— begin DATA —

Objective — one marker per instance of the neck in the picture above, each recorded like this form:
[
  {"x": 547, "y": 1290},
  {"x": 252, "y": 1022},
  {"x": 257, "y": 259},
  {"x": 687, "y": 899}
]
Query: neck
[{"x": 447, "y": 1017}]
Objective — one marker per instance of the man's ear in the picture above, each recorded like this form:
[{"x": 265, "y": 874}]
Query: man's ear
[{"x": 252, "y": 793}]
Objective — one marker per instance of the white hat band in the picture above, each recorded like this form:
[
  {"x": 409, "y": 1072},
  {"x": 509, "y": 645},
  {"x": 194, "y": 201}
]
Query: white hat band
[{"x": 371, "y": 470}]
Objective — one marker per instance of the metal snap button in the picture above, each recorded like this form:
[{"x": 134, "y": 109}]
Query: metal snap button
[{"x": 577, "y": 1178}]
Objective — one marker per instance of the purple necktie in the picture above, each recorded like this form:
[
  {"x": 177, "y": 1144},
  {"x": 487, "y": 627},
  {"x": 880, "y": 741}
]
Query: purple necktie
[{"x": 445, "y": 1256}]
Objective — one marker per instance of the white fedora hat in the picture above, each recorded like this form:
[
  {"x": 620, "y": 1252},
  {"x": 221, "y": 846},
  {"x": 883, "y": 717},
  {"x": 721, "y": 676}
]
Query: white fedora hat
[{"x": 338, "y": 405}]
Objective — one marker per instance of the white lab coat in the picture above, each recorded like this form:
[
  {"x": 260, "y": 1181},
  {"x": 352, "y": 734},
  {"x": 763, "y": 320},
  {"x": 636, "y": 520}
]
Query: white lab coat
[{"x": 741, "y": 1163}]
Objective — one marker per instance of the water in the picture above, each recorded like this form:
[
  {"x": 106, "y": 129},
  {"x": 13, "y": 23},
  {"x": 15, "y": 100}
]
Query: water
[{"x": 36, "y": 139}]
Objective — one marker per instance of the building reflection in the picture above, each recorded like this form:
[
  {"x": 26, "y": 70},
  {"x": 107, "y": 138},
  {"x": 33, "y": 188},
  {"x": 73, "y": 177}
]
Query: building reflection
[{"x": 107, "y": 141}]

— end DATA —

### EXERCISE DIRECTIONS
Update the entries above by replacing every "marker" with "point". Keep everything else the same.

### SOLUTION BELOW
Objective — one point per instance of the neck in the picture above, each recorded like this form:
[
  {"x": 547, "y": 1290},
  {"x": 252, "y": 1022},
  {"x": 257, "y": 259},
  {"x": 687, "y": 899}
]
Query: neck
[{"x": 447, "y": 1017}]
Objective — one point per instance of the man's ear in the picture above, each recorded like this form:
[{"x": 265, "y": 874}]
Query: man's ear
[{"x": 252, "y": 793}]
Objective — one point per instance of the white hat band in the picture above, each recorded like this form:
[
  {"x": 409, "y": 1072},
  {"x": 509, "y": 645},
  {"x": 194, "y": 201}
]
Query: white hat band
[{"x": 371, "y": 470}]
Objective — one point per instance of the metal snap button in the picture above, each recorded like this form:
[{"x": 134, "y": 109}]
Query: metal snap button
[{"x": 577, "y": 1178}]
Objective — one point per instance of the purple necktie in the picture above, each recorded like this form:
[
  {"x": 177, "y": 1144},
  {"x": 487, "y": 627},
  {"x": 880, "y": 741}
]
Query: purple necktie
[{"x": 445, "y": 1256}]
Objective — one point per instance of the white fedora hat in the picture above, each recorded like this form:
[
  {"x": 620, "y": 1252},
  {"x": 221, "y": 846},
  {"x": 883, "y": 717},
  {"x": 721, "y": 676}
]
Query: white fedora hat
[{"x": 338, "y": 405}]
Objective — one point per instance of the white lab coat in the picture above, each recorded like this form:
[
  {"x": 260, "y": 1181},
  {"x": 352, "y": 734},
  {"x": 763, "y": 320},
  {"x": 636, "y": 520}
]
Query: white lab coat
[{"x": 741, "y": 1163}]
Objective — one point per instance of the water in the picture above, each recorded like this form:
[
  {"x": 106, "y": 129},
  {"x": 13, "y": 23},
  {"x": 15, "y": 100}
]
Query: water
[{"x": 36, "y": 139}]
Objective — one point per instance of the building reflection in the picture above, each recorded like this form:
[
  {"x": 26, "y": 70},
  {"x": 107, "y": 138},
  {"x": 33, "y": 188},
  {"x": 73, "y": 177}
]
Query: building reflection
[{"x": 107, "y": 141}]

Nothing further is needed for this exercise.